Work to do
Please find each line in the material below that contains the word "boat" and copy those lines. Case counts, so match capitalization.

[Records from a data collection]
--- START ---

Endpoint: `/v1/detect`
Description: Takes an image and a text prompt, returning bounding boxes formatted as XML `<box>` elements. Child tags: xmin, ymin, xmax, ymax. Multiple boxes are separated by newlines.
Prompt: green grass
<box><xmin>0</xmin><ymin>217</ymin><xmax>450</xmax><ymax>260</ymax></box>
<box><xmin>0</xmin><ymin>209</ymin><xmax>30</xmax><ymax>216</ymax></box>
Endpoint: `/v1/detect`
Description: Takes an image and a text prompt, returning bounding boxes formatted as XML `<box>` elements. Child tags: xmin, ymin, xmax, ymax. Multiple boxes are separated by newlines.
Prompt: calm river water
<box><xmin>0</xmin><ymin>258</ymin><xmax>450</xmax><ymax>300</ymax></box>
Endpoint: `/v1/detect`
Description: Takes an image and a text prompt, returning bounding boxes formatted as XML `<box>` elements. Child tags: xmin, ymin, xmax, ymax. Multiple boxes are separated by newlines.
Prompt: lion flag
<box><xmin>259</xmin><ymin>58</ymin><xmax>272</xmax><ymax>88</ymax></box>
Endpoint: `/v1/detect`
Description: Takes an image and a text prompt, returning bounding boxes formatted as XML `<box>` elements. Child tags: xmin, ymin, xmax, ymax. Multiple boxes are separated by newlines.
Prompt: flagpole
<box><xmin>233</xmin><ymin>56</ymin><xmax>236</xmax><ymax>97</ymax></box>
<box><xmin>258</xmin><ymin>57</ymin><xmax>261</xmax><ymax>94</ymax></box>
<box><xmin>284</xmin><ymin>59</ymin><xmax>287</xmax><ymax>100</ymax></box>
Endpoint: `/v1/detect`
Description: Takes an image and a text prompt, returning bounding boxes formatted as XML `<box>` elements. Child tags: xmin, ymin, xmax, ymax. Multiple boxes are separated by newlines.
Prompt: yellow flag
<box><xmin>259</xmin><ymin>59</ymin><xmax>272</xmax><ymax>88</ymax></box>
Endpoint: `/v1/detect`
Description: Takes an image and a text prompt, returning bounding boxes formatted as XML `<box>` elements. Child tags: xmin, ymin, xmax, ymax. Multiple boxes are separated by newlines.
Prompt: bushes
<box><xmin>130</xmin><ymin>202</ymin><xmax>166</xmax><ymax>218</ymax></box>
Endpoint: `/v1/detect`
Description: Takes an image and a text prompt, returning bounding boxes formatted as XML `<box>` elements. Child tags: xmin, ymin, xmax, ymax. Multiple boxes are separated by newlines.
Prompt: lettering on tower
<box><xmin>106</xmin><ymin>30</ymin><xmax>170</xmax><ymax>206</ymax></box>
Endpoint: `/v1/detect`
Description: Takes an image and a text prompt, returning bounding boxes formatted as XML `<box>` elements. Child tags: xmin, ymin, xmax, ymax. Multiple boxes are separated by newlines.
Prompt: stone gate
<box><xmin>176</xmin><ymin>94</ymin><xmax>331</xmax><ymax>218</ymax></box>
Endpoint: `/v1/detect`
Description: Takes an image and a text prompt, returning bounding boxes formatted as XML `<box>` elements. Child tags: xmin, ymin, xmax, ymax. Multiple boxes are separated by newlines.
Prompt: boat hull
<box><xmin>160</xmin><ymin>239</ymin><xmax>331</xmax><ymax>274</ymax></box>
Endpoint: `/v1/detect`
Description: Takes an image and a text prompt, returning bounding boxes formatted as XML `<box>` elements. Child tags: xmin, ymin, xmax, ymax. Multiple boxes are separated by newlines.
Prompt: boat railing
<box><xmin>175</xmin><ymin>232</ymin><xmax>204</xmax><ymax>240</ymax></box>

--- END ---

Answer to the problem
Prompt: boat hull
Prompt: boat railing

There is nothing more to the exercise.